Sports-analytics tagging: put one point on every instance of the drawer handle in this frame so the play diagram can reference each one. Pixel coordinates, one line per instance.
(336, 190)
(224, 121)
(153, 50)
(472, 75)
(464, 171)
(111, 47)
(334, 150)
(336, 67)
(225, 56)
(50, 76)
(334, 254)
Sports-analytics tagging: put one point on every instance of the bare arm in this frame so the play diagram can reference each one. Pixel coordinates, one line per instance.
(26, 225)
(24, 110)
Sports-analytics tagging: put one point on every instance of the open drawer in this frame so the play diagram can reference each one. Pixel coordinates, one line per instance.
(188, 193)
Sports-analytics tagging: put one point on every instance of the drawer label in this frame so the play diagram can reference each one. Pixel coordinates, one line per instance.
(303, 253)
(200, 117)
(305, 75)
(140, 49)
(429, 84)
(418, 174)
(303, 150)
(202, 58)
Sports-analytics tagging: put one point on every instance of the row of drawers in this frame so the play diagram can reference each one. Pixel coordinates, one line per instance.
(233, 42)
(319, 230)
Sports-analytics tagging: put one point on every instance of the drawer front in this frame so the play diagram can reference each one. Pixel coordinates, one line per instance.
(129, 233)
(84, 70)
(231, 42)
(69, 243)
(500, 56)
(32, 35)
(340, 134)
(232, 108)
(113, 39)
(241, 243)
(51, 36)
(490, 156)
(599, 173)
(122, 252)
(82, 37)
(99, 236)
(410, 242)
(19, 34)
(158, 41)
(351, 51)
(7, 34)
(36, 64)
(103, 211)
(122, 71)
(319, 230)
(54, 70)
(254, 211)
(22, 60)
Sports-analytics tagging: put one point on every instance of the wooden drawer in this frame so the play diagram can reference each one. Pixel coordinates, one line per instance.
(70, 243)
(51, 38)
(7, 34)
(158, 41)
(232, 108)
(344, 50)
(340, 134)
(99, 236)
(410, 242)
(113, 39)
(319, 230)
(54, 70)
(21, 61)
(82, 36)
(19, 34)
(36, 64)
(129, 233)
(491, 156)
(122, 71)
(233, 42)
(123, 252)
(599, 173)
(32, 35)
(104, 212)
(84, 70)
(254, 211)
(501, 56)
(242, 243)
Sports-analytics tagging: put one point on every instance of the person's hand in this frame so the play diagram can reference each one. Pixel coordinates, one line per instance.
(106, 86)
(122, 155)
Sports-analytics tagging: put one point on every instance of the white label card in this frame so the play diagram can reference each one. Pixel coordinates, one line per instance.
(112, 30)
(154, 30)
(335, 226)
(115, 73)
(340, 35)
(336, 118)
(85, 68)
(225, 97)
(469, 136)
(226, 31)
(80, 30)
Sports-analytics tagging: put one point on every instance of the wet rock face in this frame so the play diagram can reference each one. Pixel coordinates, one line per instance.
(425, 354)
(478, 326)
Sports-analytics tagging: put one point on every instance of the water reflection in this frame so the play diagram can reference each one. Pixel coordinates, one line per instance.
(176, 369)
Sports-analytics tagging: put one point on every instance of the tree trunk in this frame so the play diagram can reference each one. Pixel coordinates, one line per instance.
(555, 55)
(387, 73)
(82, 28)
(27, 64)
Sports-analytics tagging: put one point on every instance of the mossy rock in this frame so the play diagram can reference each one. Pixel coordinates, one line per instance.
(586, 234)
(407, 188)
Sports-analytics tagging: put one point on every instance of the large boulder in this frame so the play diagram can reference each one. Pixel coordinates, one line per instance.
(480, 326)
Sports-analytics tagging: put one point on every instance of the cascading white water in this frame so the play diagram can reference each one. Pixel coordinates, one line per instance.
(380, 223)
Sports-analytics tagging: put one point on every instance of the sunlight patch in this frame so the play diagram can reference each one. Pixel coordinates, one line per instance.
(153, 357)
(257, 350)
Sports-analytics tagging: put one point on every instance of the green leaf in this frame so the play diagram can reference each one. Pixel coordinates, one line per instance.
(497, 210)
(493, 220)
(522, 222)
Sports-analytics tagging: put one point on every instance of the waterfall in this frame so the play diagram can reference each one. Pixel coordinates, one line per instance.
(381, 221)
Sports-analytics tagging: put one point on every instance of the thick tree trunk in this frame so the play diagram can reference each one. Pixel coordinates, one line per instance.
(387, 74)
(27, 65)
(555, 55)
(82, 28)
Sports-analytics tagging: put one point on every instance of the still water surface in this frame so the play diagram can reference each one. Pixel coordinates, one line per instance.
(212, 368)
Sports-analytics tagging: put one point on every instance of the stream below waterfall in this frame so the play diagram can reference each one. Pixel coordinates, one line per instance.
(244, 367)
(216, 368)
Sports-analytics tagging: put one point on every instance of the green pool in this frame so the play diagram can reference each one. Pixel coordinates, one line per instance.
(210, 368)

---

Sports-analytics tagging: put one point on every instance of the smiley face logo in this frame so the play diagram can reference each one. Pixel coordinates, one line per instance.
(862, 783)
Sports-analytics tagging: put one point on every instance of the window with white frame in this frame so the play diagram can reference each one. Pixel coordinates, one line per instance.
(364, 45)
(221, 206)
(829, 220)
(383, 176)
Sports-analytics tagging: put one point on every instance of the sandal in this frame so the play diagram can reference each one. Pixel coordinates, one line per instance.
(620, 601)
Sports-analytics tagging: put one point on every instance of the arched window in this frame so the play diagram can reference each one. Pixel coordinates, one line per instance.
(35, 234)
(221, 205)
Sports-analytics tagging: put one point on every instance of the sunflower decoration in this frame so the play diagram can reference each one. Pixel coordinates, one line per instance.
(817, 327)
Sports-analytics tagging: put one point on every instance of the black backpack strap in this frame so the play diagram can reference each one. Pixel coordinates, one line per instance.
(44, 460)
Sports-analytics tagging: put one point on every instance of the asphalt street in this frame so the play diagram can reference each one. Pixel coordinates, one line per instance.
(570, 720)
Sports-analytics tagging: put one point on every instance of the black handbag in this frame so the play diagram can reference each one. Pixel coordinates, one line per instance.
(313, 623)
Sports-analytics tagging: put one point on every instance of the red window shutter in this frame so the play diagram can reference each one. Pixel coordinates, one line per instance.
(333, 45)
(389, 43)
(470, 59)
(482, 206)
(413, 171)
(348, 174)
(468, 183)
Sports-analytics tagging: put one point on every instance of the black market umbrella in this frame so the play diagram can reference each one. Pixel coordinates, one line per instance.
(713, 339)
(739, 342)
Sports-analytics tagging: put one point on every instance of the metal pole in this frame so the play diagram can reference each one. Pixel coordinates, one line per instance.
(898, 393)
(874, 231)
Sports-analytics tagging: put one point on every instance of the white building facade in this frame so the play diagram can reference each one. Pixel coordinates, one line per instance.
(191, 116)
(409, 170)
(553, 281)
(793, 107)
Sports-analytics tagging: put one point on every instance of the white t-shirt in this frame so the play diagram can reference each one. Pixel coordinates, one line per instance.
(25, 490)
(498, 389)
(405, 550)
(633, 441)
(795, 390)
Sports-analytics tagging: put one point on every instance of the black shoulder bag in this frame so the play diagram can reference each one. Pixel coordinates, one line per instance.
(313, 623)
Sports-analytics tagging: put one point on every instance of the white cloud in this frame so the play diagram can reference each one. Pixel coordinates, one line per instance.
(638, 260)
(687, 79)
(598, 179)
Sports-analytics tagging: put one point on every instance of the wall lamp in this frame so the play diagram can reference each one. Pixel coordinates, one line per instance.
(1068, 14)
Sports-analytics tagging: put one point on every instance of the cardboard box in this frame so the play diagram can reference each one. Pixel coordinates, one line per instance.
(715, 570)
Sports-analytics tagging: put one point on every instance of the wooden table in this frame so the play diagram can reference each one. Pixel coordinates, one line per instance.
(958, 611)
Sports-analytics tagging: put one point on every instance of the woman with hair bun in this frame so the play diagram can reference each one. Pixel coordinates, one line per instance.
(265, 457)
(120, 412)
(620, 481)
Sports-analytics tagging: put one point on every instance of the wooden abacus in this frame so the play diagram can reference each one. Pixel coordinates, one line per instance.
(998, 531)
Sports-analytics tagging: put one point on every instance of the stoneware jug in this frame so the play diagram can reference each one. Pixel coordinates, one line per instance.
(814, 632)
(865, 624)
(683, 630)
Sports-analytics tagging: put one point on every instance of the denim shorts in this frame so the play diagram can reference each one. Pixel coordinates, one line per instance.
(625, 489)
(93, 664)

# TASK GOAL
From the material above, pull out each line in which the word "with" appears and copy it in full.

# SOLVED PROBLEM
Sports-analytics tagging: put one point on every instance of the window with white frame in this frame so the play diagram can reference each one. Pixel coordinates, one line per instance.
Sports-analytics tagging: put one point on every instance of the woman with hair bun in this frame so the play diagram can reference each one. Pixel coordinates, one line per instance.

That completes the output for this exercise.